--- START OF Task material ---

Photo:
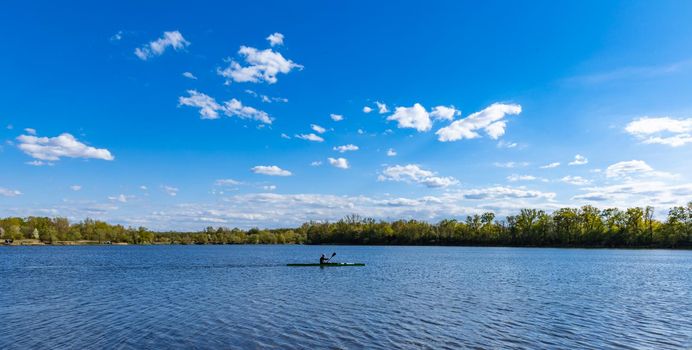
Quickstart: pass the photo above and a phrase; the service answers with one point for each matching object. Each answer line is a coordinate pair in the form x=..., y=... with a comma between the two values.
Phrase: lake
x=150, y=297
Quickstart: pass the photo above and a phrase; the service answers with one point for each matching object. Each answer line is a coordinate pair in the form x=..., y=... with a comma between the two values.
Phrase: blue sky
x=480, y=100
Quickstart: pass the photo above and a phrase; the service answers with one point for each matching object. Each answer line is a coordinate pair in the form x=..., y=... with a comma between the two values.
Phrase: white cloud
x=189, y=75
x=262, y=66
x=673, y=141
x=499, y=192
x=517, y=177
x=271, y=170
x=236, y=108
x=381, y=107
x=9, y=193
x=491, y=120
x=575, y=180
x=170, y=190
x=117, y=36
x=662, y=130
x=413, y=173
x=276, y=39
x=503, y=144
x=634, y=168
x=346, y=148
x=209, y=108
x=551, y=165
x=54, y=148
x=173, y=39
x=638, y=193
x=318, y=129
x=310, y=137
x=415, y=117
x=444, y=113
x=120, y=198
x=341, y=163
x=227, y=182
x=38, y=163
x=579, y=160
x=511, y=164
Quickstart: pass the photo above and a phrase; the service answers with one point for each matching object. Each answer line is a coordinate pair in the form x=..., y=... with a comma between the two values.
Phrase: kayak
x=328, y=264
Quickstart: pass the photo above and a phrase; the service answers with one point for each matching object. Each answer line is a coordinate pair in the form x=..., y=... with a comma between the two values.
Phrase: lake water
x=184, y=297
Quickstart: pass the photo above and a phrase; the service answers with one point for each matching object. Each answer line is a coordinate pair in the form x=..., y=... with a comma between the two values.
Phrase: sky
x=269, y=114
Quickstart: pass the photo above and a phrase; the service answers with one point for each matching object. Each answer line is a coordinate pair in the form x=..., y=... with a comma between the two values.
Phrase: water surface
x=406, y=297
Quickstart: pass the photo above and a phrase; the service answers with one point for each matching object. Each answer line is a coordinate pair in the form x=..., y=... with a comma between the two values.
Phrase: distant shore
x=585, y=227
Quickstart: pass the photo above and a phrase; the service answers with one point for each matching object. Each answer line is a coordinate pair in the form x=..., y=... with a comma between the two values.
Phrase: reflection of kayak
x=328, y=264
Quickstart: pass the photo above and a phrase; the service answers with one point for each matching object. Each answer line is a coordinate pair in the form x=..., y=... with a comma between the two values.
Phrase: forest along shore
x=587, y=226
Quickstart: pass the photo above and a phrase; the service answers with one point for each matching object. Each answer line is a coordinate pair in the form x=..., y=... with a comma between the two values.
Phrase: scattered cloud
x=120, y=198
x=575, y=180
x=503, y=144
x=415, y=117
x=579, y=160
x=262, y=66
x=511, y=164
x=189, y=75
x=550, y=165
x=500, y=192
x=631, y=168
x=209, y=108
x=662, y=130
x=341, y=163
x=318, y=129
x=444, y=113
x=518, y=177
x=157, y=47
x=9, y=193
x=236, y=108
x=276, y=39
x=346, y=148
x=170, y=190
x=117, y=36
x=310, y=137
x=413, y=173
x=54, y=148
x=271, y=170
x=227, y=182
x=638, y=193
x=491, y=120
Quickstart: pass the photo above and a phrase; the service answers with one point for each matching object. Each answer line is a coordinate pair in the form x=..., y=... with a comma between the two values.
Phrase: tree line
x=587, y=226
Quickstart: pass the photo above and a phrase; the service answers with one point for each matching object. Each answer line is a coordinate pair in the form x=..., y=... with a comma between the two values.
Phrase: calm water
x=406, y=297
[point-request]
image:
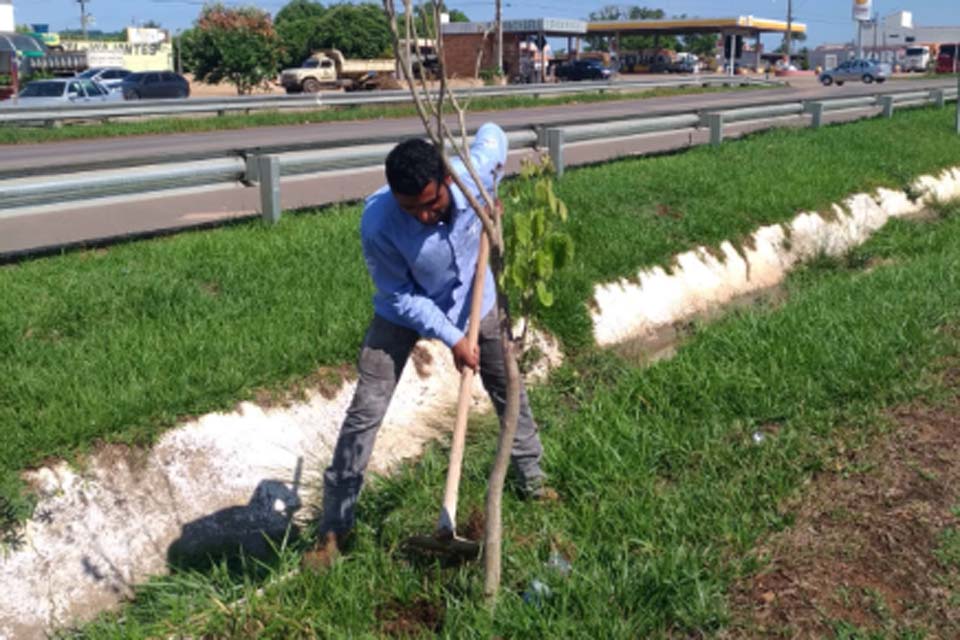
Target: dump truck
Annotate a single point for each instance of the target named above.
(329, 69)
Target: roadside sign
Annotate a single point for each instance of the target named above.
(862, 10)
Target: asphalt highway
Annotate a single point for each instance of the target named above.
(17, 159)
(55, 227)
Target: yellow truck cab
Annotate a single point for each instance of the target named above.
(329, 69)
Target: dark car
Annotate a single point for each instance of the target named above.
(154, 84)
(583, 70)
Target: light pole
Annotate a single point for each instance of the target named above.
(498, 19)
(789, 42)
(179, 49)
(83, 16)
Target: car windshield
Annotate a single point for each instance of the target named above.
(42, 90)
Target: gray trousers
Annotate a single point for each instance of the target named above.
(382, 358)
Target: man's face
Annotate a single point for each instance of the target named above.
(431, 205)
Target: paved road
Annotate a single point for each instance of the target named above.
(40, 157)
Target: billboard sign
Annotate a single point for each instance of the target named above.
(862, 10)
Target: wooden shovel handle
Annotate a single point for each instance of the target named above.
(448, 514)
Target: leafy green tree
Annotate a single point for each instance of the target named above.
(358, 31)
(238, 45)
(299, 10)
(298, 41)
(537, 247)
(424, 17)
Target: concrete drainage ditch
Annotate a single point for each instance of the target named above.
(226, 478)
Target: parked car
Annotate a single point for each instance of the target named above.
(110, 77)
(853, 70)
(583, 70)
(154, 84)
(63, 91)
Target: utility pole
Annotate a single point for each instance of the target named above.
(958, 100)
(84, 18)
(498, 19)
(859, 39)
(789, 40)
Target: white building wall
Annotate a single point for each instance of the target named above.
(899, 30)
(6, 15)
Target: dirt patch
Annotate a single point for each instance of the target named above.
(865, 552)
(410, 619)
(327, 381)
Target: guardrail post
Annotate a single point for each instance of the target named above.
(815, 109)
(886, 103)
(555, 148)
(541, 136)
(939, 98)
(268, 168)
(715, 122)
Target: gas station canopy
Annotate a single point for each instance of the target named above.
(741, 25)
(19, 43)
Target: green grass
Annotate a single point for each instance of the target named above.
(118, 344)
(665, 492)
(16, 134)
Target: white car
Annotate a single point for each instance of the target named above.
(110, 77)
(64, 91)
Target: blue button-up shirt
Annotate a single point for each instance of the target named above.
(423, 274)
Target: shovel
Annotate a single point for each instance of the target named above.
(445, 541)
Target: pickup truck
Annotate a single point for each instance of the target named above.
(329, 69)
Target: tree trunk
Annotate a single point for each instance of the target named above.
(493, 527)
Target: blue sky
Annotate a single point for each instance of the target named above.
(827, 20)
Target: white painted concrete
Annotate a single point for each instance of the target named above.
(629, 309)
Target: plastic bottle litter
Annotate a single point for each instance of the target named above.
(558, 563)
(537, 592)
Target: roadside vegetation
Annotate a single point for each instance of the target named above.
(10, 134)
(118, 344)
(669, 475)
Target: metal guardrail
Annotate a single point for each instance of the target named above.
(266, 169)
(14, 114)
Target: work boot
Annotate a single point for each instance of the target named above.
(323, 554)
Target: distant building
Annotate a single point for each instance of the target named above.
(6, 16)
(898, 30)
(887, 41)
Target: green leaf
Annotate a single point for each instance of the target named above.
(561, 248)
(544, 296)
(522, 230)
(544, 260)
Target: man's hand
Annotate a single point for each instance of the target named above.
(463, 355)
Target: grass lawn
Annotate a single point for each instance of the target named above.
(665, 488)
(16, 134)
(118, 344)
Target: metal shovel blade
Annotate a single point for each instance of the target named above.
(445, 545)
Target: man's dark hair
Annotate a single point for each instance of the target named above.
(412, 165)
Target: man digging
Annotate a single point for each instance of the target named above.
(421, 240)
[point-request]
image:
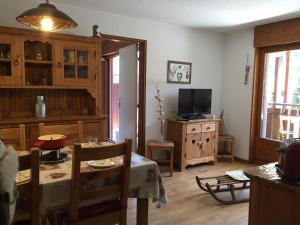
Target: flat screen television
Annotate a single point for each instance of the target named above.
(194, 103)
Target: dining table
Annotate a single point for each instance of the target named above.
(145, 183)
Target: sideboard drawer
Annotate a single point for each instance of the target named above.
(208, 127)
(193, 128)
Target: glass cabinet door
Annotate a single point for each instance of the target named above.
(10, 60)
(78, 63)
(38, 57)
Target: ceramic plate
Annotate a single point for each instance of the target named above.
(237, 175)
(23, 176)
(105, 163)
(51, 137)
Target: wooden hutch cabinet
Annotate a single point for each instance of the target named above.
(196, 141)
(65, 69)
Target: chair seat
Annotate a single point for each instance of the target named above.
(103, 207)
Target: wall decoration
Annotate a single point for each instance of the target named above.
(179, 72)
(247, 69)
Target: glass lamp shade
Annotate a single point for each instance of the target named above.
(46, 17)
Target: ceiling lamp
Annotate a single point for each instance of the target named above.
(46, 17)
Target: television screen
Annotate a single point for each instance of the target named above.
(193, 102)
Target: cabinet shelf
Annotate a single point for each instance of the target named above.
(38, 61)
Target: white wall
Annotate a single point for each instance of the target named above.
(165, 42)
(236, 97)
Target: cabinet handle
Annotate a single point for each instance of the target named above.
(200, 144)
(58, 65)
(16, 62)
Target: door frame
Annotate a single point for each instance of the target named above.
(142, 59)
(257, 92)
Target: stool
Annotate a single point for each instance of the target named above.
(162, 145)
(228, 141)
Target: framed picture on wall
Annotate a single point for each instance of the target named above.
(179, 72)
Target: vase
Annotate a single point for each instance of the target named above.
(40, 107)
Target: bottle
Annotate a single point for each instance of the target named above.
(40, 107)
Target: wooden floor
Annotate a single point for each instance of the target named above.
(188, 205)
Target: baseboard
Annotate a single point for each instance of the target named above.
(242, 160)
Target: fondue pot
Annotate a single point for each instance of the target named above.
(51, 142)
(288, 166)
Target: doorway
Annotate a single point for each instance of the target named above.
(277, 109)
(112, 48)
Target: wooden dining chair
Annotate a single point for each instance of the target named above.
(112, 211)
(14, 136)
(74, 132)
(27, 209)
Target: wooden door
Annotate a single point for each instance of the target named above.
(75, 64)
(276, 103)
(128, 94)
(10, 60)
(193, 146)
(207, 141)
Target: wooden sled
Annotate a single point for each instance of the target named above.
(225, 189)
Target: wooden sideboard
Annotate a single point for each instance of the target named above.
(65, 69)
(272, 201)
(196, 141)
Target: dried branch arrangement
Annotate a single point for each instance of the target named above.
(161, 113)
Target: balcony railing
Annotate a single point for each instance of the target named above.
(283, 121)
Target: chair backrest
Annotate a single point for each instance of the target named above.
(74, 132)
(30, 190)
(119, 173)
(14, 136)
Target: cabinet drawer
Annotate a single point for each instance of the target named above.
(208, 127)
(193, 128)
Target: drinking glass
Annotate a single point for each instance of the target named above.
(92, 141)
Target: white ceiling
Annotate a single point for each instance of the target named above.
(220, 15)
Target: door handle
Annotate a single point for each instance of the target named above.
(58, 65)
(200, 144)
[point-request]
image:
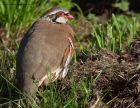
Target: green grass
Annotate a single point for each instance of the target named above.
(17, 15)
(116, 33)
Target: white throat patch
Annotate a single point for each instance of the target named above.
(61, 20)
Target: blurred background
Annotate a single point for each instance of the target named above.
(105, 70)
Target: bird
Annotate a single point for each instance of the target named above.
(45, 51)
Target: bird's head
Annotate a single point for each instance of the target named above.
(58, 15)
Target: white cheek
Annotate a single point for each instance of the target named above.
(61, 20)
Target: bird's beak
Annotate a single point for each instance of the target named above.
(70, 17)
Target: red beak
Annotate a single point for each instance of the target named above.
(70, 16)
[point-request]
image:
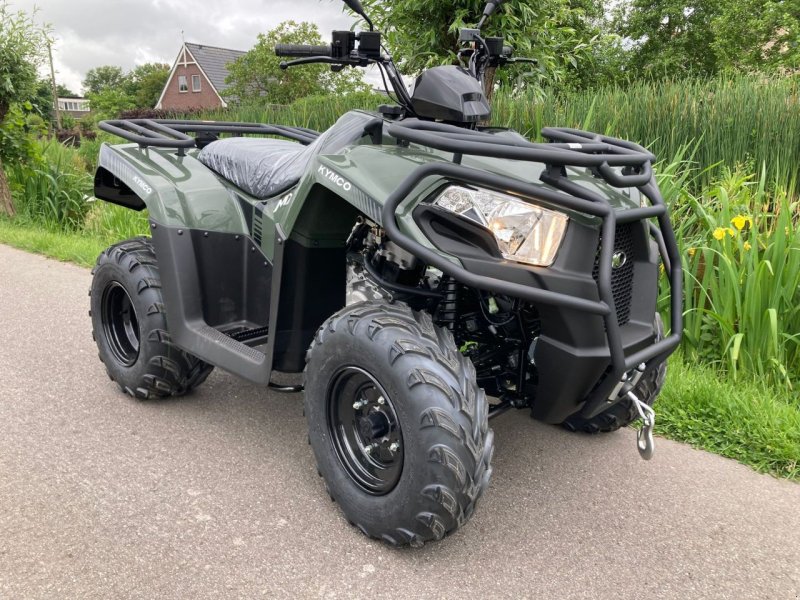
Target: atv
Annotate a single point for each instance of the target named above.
(412, 262)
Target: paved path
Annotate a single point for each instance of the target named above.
(216, 495)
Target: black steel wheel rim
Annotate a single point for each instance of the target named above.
(120, 324)
(364, 430)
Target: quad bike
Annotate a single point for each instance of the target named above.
(410, 262)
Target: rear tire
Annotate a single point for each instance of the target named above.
(130, 328)
(623, 413)
(419, 396)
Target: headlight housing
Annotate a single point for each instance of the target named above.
(524, 232)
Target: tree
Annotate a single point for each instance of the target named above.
(758, 34)
(257, 75)
(669, 36)
(103, 78)
(146, 82)
(558, 33)
(109, 103)
(705, 37)
(22, 50)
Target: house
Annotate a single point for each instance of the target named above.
(75, 107)
(197, 79)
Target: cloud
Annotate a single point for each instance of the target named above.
(126, 33)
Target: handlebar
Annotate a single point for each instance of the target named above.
(301, 50)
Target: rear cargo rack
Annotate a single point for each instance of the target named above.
(173, 133)
(621, 163)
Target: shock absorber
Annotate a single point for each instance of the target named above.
(448, 308)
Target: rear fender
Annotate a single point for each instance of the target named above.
(178, 191)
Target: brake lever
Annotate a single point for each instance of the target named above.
(360, 62)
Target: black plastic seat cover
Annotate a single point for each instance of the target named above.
(264, 167)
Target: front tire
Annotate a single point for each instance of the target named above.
(383, 377)
(130, 328)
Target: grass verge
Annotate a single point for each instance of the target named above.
(754, 423)
(77, 248)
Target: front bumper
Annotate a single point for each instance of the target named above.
(584, 350)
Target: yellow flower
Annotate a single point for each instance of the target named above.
(740, 221)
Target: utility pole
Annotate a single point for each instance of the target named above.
(53, 82)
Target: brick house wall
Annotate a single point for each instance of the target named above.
(174, 99)
(205, 69)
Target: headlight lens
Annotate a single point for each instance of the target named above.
(524, 232)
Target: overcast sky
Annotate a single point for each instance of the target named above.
(126, 33)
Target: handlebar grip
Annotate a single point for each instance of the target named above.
(301, 50)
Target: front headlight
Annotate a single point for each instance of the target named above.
(524, 232)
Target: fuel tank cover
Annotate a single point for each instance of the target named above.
(449, 93)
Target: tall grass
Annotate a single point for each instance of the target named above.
(749, 120)
(54, 191)
(741, 249)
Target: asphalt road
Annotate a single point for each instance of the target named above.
(216, 495)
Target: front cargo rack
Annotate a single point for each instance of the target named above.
(173, 133)
(621, 163)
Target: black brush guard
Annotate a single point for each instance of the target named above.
(621, 163)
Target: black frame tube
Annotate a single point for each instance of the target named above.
(569, 195)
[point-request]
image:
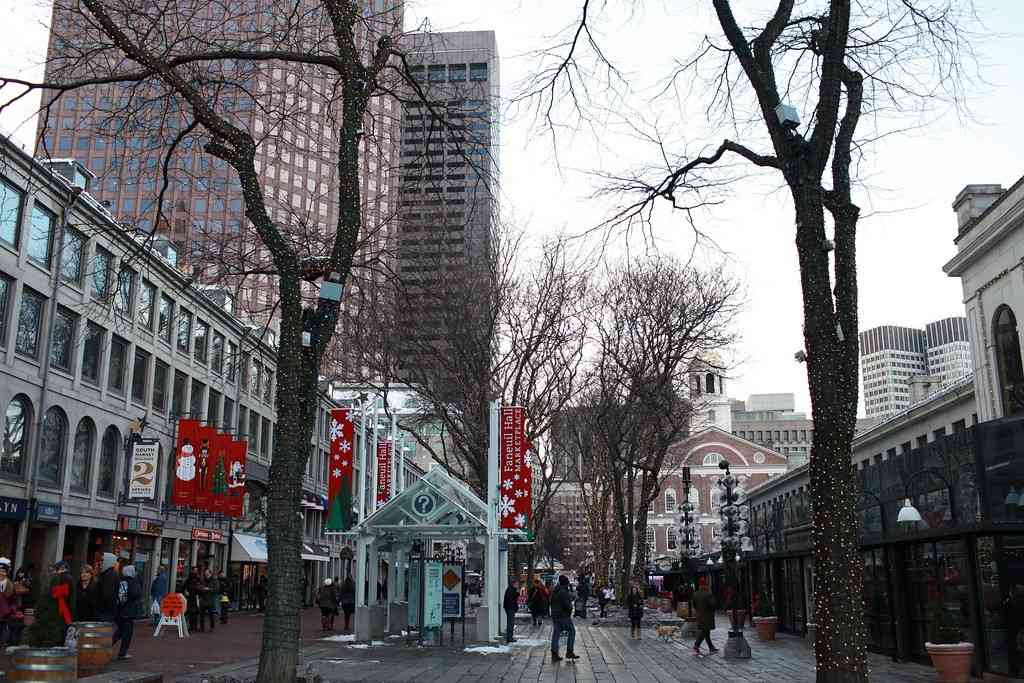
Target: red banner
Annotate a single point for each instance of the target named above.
(515, 504)
(185, 457)
(339, 486)
(205, 467)
(237, 477)
(383, 472)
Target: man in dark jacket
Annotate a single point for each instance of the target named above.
(129, 593)
(511, 604)
(561, 620)
(704, 604)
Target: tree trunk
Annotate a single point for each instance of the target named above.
(297, 379)
(832, 378)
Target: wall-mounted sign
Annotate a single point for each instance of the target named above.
(13, 508)
(139, 525)
(142, 477)
(46, 512)
(207, 535)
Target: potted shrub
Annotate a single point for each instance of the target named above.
(950, 654)
(765, 621)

--- END OF Task material ---

**Aim**
Format the records from their start through the line containing "x=150, y=297", inclusive, as a two-column CSV with the headers input and output and one row per record holding its text and its answer. Put each value in a single quoted field with line breaks turned into spaces, and leave the pictures out.

**Solution for this problem**
input,output
"Photo: Quickstart: pass the photo above and a phrase; the service answers with one point for each matching object. Each answer line is a coordinate pair in the form x=..., y=... with a comma between the two values. Phrase: lake","x=150, y=297"